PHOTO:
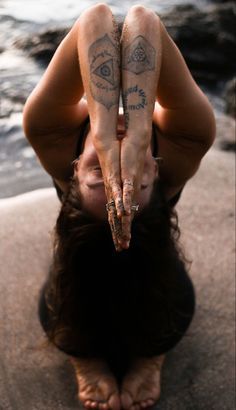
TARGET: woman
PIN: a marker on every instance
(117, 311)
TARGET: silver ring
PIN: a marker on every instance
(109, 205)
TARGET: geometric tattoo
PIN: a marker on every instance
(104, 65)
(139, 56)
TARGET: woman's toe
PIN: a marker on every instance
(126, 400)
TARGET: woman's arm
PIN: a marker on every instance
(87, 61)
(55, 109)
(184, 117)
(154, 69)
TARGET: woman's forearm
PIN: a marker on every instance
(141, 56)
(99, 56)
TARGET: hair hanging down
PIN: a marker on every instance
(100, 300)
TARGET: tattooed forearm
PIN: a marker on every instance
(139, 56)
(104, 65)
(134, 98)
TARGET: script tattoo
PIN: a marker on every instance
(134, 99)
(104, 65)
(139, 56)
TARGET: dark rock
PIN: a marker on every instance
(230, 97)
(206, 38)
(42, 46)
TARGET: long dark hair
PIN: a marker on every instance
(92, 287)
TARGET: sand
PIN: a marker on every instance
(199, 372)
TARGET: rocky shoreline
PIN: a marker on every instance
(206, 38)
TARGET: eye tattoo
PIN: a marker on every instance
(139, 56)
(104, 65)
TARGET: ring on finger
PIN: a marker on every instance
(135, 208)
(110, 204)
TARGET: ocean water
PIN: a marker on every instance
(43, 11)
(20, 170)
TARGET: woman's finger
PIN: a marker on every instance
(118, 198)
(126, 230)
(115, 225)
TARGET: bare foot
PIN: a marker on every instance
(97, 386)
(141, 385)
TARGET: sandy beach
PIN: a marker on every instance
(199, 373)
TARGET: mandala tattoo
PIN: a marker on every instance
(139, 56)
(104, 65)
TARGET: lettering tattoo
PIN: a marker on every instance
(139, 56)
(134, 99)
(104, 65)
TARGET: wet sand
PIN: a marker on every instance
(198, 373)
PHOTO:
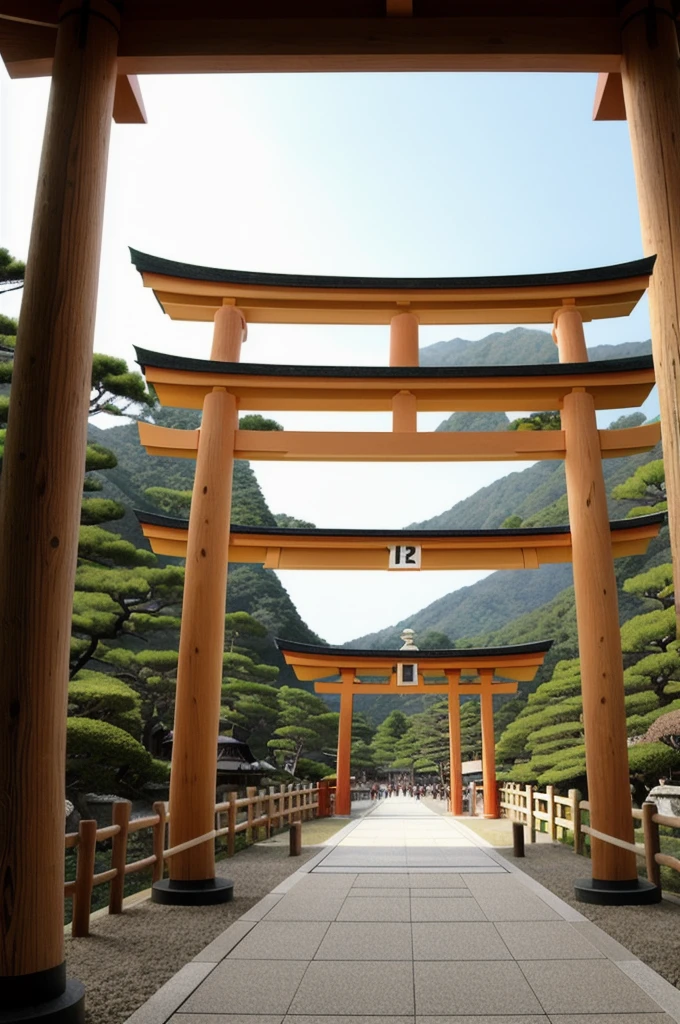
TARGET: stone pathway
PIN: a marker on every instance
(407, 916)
==
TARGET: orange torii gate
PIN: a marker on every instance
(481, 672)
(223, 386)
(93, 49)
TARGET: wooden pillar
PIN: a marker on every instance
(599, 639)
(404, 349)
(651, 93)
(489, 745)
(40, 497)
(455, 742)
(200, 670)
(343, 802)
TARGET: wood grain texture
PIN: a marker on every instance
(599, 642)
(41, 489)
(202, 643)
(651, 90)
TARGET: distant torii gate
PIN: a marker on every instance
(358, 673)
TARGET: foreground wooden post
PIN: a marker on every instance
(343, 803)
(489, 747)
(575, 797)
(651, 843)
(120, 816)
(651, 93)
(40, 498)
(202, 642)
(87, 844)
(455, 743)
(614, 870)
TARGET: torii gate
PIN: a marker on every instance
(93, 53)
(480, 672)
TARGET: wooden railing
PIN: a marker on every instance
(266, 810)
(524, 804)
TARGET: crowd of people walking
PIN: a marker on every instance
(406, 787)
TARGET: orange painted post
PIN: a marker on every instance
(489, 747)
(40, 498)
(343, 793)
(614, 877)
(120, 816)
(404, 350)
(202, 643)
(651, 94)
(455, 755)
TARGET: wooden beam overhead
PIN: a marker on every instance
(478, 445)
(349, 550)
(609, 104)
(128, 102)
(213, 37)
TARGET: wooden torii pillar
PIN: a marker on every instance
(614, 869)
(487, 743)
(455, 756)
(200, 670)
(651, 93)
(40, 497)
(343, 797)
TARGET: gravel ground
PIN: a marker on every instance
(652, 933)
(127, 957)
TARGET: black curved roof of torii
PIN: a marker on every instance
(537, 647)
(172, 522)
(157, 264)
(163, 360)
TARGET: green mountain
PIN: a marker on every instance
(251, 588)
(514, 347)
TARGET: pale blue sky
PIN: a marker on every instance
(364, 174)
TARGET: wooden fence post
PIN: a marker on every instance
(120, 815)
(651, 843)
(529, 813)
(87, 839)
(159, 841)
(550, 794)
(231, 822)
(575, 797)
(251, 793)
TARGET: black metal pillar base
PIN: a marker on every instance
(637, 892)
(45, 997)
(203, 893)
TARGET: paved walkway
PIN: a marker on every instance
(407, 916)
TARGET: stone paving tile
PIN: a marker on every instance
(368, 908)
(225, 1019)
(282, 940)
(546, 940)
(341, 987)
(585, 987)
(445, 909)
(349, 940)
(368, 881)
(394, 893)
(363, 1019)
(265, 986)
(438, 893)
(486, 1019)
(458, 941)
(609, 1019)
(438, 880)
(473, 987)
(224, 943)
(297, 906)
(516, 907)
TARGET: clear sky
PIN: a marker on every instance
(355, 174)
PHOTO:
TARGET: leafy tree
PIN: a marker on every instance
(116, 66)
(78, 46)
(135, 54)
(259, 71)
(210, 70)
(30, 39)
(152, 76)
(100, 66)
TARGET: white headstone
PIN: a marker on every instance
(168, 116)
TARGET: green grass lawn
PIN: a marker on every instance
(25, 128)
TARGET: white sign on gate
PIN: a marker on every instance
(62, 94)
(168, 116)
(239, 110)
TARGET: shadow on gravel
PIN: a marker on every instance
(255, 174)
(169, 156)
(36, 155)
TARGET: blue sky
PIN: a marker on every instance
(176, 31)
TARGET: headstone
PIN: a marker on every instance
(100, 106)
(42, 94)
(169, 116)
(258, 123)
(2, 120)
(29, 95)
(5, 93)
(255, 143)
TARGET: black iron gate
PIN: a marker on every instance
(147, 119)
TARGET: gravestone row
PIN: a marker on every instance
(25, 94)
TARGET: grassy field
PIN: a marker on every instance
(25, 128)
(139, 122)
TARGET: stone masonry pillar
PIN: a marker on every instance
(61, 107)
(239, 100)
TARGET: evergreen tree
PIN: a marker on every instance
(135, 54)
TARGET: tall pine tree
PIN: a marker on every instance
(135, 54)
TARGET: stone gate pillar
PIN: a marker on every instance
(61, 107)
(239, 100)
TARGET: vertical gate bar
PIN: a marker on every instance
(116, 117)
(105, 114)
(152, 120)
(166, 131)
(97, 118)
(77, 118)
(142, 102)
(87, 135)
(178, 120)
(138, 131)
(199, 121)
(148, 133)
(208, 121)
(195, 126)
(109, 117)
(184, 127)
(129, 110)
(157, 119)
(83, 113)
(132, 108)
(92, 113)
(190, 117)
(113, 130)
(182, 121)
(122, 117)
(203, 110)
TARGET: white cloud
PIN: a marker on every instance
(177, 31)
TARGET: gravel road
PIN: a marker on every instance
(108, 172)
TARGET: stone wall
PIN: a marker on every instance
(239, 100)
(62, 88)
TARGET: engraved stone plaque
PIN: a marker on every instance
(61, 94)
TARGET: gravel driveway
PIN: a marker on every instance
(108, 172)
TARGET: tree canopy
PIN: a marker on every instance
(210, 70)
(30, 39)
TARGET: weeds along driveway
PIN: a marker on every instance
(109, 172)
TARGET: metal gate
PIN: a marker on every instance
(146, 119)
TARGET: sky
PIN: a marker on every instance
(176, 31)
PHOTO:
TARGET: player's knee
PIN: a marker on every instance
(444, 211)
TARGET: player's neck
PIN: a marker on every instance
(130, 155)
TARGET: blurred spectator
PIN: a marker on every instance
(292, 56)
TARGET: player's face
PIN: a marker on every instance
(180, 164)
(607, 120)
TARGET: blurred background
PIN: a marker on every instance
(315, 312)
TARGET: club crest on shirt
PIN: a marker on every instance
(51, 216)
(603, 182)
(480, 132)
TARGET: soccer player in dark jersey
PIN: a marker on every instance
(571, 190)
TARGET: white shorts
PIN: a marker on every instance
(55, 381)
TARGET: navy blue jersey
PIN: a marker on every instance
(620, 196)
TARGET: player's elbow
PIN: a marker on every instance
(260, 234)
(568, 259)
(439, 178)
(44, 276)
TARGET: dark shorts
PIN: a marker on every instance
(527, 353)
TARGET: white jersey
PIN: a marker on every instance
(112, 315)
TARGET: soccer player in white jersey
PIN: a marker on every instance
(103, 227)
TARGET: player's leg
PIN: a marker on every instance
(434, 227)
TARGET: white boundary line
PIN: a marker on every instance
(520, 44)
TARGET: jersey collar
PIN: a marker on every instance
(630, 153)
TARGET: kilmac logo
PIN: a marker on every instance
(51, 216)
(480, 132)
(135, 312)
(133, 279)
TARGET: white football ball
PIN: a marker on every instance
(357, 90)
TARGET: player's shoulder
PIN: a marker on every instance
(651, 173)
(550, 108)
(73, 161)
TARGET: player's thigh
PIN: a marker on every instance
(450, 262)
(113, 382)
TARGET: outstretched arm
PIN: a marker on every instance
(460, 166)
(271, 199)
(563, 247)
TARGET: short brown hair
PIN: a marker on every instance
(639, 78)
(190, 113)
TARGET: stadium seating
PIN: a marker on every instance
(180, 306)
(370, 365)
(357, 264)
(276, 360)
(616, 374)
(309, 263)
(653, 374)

STATED GOAL
Can you show every line of the items above that contains the word "driveway"?

PROBLEM SOLUTION
TARGET: gravel driveway
TARGET: weeds along driveway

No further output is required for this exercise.